[DOCUMENT SEGMENT]:
=-=-=-=-=
I re-ran the trimming step and HISAT2 was able to use those files so that’s good.
But then I also got this error: “(ERR): hisat2-align exited with value 1 /scratch/projects/and_transcriptomics/programs/hisat2-2.2.1/hisat2-align-s: invalid option – ‘@’
I think what fixed it is I changed the script so there weren’t any erroneous “" symbols – I think when I use that, it means to continue on with the second line of the script as if it was with the first line. But we want it to do the functions sequentially, not at the same time. So the – ‘@’ flag should correspond to samtools, not to hisat2-align.
So I ran it again and I think I was getting it to work (see below screenshot for .err file):
LOL it tried to align the Pcli samples too. It got 0.01% alignment lol.
To view mapping percentages (percent alignment): (code from Zoe)
module load samtools/1.3
for i in *.bam; do
echo "${i}" >> mapped_reads_counts_Acer
samtools flagstat ${i} | grep "mapped (" >> mapped_reads_counts_Acer
done
The output looks like this, but I don’t know what the other numbers mean (besides the percent alignment).
=-=-=-=-=
[ENTRIES SHOWN]:
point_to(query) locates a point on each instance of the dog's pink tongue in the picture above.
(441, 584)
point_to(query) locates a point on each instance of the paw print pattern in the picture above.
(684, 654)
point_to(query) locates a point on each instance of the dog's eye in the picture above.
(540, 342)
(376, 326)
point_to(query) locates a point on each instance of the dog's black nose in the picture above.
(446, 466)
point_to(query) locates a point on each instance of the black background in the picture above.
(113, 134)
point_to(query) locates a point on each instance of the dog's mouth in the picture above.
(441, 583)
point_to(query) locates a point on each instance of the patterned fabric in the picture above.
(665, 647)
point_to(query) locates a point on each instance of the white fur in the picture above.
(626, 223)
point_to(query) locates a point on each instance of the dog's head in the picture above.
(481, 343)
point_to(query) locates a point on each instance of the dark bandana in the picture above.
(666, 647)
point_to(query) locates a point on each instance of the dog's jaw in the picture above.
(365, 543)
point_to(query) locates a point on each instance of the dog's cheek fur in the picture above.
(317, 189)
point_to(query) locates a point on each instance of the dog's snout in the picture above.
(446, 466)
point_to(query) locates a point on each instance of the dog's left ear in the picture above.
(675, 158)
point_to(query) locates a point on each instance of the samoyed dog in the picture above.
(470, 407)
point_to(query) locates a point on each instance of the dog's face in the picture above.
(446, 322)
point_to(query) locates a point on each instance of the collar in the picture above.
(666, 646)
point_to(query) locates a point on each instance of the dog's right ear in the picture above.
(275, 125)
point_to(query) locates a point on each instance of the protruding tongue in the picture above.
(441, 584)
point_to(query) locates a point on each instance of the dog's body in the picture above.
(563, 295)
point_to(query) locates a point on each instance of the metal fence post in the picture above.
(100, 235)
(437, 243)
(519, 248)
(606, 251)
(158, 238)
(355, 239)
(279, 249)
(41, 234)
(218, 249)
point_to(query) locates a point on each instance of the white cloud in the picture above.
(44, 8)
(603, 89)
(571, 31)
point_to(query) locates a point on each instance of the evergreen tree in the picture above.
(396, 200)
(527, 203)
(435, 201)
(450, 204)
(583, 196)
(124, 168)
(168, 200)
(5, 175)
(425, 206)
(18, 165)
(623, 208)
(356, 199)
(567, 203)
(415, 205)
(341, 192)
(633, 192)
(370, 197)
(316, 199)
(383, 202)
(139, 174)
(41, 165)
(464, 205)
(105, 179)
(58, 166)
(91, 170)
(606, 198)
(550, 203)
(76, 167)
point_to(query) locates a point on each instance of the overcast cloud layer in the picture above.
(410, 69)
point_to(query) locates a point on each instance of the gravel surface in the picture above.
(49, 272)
=-=-=-=-=
[ACTIVITIES]:
[a] In the alignment notes, why does the writer think changing the script fixed the "invalid option – '@'" error?
[b] In the alignment notes, give the stretch from "To view mapping" through "the percent alignment)." again, replacing "mapped_reads_counts_Acer" with "mapped_reads_counts_Pcli".

[RESPONSES FOR EACH TASK]:
[a] The writer thinks the removed symbols made the script treat the second line as a continuation of the first line, so the two steps ran together instead of one after another. Without them, the steps run in order and the '@' flag goes to samtools instead of hisat2-align.

[b]
To view mapping percentages (percent alignment): (code from Zoe)
module load samtools/1.3
for i in *.bam; do
echo "${i}" >> mapped_reads_counts_Pcli
samtools flagstat ${i} | grep "mapped (" >> mapped_reads_counts_Pcli
done
The output looks like this, but I don’t know what the other numbers mean (besides the percent alignment).